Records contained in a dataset
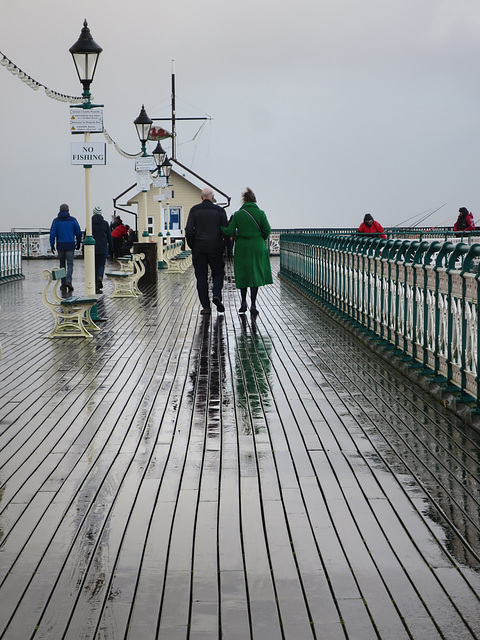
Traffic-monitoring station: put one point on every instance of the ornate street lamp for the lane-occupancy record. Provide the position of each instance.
(85, 53)
(143, 125)
(166, 167)
(159, 155)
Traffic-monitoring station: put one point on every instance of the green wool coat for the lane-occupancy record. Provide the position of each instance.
(251, 262)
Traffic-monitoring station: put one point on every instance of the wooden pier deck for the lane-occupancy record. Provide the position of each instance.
(189, 477)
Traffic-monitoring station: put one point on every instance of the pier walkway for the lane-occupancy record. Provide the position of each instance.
(187, 477)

▶ Directions:
Return all entries preceding this task exactly as they stand, leaving any picture out.

▶ Task answer:
Traffic-monitoring station: put one point on every instance of the ornate street lamp for the lane-occupancy record. Provide the position of each instance.
(85, 53)
(143, 125)
(166, 167)
(159, 155)
Traffic-monitoring station: put one point on every instance of the green wool coat for the lane-occupancy record. Provide the position of each instance.
(251, 262)
Traffic-monitoring station: put one point on every instance of the wooden pier deck for the lane-occupancy record. Provide the position of each instance.
(189, 477)
Traffic-monitoring station: put one point on every instance of the pier walkway for the lane-occupancy record. Provide the position of each instance.
(187, 477)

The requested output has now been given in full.